### [ABOUT THIS EXERCISE]
Retype only the lines at the head of the records, first through the one with "point: water reflection", exactly as written.

=-=-=-=-=

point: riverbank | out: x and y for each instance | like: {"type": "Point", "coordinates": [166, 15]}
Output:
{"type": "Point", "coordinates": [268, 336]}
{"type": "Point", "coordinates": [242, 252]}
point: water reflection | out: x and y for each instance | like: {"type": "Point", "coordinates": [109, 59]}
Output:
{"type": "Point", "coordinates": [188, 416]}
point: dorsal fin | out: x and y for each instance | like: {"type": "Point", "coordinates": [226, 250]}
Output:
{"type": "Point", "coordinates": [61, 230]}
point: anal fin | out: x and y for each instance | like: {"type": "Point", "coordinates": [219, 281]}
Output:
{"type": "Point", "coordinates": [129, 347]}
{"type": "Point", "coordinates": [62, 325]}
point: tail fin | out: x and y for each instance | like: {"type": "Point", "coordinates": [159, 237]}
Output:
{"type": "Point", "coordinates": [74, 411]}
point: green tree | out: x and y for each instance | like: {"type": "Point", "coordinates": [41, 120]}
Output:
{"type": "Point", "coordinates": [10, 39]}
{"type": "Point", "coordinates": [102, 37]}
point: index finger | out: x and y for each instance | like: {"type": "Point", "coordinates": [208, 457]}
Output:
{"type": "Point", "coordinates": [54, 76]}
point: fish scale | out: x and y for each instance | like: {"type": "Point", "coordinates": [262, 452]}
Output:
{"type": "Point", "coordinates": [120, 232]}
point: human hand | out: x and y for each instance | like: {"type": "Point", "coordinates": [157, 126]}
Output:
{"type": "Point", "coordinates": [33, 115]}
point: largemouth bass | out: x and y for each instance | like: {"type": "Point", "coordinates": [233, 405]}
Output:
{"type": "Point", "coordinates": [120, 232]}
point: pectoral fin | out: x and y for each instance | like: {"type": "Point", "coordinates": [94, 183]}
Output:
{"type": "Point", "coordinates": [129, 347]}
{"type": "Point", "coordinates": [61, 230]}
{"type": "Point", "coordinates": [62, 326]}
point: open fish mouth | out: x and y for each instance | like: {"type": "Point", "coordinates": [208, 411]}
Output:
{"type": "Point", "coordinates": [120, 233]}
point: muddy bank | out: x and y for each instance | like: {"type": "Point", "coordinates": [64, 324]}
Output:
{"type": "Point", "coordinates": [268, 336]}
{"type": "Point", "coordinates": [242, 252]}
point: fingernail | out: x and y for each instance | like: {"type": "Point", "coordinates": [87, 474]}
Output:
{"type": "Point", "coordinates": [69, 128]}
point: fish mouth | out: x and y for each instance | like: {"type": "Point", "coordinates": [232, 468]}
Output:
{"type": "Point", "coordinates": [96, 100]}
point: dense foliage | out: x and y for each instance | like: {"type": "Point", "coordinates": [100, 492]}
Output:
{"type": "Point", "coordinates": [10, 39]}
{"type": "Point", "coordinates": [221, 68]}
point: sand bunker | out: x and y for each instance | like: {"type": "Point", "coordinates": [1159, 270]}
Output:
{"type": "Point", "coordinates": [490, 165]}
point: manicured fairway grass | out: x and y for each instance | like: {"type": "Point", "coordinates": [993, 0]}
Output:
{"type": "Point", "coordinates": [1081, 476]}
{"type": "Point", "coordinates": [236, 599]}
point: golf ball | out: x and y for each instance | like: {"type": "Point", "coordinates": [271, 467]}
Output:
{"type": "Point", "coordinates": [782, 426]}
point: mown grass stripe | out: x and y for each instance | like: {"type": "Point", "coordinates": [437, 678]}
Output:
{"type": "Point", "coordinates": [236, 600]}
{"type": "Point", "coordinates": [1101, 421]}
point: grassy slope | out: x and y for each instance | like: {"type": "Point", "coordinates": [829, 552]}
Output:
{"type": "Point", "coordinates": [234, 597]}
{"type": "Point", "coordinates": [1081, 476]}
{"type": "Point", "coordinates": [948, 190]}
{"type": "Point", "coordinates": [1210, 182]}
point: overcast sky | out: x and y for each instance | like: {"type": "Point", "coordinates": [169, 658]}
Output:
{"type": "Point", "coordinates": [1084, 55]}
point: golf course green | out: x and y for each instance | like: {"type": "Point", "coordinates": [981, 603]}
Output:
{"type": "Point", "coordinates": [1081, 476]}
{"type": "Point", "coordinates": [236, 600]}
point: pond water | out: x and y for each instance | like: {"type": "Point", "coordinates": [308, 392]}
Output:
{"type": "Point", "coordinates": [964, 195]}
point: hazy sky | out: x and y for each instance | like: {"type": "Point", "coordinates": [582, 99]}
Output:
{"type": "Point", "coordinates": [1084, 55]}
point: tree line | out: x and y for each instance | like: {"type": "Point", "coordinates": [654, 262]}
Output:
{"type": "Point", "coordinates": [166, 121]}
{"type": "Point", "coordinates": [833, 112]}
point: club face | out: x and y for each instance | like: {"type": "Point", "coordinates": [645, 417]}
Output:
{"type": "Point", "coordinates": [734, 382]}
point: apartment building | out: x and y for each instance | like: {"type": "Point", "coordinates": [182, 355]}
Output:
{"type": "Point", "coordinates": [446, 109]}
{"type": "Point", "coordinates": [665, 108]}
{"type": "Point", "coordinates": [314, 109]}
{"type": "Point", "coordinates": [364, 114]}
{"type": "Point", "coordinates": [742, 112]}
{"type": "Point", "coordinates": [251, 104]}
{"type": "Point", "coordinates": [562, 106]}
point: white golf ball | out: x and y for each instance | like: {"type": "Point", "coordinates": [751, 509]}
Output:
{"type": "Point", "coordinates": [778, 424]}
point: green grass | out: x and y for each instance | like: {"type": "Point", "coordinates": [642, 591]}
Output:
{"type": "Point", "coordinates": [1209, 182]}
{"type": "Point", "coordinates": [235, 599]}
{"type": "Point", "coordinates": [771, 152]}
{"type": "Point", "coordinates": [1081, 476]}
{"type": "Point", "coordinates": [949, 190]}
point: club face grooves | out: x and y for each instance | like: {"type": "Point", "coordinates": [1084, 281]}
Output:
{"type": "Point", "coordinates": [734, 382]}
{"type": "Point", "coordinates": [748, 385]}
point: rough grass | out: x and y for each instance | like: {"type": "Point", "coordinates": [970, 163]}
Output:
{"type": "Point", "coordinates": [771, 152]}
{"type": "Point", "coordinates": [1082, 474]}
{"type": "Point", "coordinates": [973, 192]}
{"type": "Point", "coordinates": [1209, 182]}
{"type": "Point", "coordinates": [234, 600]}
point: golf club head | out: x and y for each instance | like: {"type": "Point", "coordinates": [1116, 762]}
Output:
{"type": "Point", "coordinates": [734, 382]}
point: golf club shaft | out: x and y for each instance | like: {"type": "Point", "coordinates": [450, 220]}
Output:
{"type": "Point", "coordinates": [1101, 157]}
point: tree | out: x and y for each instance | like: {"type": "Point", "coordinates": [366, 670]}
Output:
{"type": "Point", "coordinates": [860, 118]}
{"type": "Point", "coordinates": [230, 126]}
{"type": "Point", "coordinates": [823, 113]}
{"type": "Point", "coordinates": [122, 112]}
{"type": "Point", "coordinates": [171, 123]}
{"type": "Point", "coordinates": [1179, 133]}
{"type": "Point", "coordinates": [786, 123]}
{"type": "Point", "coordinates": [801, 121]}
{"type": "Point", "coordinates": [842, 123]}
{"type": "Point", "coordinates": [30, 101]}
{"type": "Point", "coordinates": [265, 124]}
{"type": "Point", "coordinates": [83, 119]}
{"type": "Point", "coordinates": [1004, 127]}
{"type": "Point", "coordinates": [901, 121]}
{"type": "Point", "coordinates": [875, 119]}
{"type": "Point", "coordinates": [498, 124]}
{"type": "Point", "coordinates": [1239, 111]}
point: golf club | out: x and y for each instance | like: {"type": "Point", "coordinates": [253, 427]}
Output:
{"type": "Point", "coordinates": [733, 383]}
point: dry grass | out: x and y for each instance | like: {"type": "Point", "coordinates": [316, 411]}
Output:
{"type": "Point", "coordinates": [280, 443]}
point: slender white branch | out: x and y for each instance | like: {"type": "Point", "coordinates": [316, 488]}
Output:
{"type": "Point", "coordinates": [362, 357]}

=-=-=-=-=

### [SOLUTION TO THIS EXERCISE]
point: riverbank | out: x and y for each instance | like: {"type": "Point", "coordinates": [166, 15]}
Output:
{"type": "Point", "coordinates": [268, 336]}
{"type": "Point", "coordinates": [242, 252]}
point: water reflection | out: x and y for each instance | like: {"type": "Point", "coordinates": [109, 59]}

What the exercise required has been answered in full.